_WHAT IS BEING ASKED_. Line filter on the word "below": copy each matching line from the entries.

(Dataset entries)
------------

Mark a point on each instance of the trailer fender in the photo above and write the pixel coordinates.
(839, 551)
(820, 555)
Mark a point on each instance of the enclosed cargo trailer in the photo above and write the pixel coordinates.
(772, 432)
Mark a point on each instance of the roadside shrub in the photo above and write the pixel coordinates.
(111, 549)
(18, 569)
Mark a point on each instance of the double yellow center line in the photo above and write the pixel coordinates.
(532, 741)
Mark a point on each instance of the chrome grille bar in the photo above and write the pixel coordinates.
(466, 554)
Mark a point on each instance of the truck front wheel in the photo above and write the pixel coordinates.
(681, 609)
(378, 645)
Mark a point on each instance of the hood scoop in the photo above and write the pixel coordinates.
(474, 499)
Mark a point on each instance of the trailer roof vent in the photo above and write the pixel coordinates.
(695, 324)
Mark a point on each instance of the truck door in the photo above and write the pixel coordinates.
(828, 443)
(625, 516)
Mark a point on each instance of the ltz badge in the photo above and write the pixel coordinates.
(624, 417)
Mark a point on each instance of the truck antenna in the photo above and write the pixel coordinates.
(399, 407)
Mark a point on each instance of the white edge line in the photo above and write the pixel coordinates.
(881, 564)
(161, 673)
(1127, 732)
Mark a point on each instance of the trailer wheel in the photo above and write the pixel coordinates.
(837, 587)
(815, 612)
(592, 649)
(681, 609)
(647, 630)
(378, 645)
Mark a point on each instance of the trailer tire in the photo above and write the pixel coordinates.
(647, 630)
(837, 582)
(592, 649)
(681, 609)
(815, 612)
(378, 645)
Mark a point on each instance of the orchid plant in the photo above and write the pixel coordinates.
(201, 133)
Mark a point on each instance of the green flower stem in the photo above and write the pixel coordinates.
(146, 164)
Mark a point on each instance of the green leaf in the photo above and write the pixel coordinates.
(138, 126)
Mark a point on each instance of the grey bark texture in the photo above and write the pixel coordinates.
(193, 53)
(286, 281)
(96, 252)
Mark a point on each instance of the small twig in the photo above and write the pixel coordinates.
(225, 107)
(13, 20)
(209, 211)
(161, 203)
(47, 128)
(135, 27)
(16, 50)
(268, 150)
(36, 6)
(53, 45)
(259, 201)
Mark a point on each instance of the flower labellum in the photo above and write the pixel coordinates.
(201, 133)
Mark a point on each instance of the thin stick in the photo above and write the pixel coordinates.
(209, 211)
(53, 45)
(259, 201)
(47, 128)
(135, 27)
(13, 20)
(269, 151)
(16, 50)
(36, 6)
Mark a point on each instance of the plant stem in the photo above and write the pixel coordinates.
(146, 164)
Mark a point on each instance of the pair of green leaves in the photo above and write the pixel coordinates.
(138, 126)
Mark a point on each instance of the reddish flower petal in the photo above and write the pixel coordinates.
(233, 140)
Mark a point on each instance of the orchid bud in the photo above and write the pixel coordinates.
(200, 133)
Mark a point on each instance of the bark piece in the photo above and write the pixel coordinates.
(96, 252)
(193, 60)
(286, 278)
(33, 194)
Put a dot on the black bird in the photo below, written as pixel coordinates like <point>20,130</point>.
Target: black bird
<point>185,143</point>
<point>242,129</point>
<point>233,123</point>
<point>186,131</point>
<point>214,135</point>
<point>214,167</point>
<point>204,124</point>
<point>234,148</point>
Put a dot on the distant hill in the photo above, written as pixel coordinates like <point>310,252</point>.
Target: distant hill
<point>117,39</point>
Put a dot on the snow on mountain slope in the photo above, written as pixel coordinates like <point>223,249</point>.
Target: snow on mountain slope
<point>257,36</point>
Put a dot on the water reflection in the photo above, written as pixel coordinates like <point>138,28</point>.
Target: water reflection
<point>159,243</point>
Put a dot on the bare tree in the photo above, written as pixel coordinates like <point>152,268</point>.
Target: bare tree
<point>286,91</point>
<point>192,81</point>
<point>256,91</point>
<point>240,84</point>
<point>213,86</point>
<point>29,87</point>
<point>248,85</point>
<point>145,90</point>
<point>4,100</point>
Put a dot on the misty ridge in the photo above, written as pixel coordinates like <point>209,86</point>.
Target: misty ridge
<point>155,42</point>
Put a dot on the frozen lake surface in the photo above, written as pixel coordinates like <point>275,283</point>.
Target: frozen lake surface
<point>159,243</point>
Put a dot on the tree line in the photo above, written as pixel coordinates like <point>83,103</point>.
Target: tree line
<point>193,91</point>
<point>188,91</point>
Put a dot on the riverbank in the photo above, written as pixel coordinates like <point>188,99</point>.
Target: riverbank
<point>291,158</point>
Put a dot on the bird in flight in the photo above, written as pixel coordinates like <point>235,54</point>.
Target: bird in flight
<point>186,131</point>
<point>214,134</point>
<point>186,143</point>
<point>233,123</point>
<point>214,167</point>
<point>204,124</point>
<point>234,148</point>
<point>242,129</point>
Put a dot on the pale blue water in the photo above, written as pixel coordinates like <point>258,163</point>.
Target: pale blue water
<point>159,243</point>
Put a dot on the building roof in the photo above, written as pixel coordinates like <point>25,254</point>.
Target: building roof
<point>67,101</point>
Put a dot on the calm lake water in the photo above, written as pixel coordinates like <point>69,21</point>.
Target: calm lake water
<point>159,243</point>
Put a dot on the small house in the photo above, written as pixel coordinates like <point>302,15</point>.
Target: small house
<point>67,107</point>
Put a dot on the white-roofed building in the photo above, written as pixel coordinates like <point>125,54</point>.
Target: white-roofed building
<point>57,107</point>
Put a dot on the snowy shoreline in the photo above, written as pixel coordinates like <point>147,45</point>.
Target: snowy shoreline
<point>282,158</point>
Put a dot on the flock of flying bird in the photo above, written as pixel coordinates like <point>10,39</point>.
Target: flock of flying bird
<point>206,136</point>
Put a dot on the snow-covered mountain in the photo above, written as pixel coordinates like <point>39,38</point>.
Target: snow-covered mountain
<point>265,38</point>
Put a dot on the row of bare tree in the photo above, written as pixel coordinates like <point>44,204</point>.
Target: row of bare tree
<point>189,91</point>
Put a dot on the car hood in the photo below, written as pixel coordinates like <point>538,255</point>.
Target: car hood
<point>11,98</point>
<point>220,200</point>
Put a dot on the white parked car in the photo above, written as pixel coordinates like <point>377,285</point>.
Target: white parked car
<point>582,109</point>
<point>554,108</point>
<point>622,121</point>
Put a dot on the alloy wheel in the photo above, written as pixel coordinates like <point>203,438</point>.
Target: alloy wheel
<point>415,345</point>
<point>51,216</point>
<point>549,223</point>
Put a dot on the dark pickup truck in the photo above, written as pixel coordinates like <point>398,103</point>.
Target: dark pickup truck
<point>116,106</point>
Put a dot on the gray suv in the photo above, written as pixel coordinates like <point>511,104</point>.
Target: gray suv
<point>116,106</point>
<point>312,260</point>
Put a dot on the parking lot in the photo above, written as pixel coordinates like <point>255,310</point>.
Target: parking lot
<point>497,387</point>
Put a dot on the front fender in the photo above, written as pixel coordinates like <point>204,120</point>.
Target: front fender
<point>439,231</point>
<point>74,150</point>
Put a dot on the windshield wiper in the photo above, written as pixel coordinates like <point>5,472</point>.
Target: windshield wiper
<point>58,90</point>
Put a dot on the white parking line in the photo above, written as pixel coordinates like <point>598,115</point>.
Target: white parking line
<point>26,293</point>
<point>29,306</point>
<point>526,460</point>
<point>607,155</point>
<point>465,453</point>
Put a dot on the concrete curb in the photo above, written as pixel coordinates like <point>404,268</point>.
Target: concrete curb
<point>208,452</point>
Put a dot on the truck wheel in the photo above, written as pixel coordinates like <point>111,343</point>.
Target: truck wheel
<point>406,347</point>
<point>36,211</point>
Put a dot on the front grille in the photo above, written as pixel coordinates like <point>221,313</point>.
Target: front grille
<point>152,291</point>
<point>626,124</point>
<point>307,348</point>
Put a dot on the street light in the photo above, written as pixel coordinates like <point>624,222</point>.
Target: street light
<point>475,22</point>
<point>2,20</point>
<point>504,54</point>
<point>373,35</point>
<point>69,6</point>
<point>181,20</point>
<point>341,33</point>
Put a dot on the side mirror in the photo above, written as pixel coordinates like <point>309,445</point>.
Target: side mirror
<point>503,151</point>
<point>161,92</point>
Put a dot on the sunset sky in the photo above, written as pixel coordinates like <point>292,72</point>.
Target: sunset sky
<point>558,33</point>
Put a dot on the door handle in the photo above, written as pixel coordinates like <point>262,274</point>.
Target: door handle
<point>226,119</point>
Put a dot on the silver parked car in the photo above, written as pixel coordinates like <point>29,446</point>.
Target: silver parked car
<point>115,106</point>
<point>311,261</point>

------------

_TASK RESULT_.
Put a dot on the black bird in the photo below, written as pixel coordinates like <point>20,130</point>.
Put a dot on the car hood in the photo below, written as pixel coordinates like <point>538,255</point>.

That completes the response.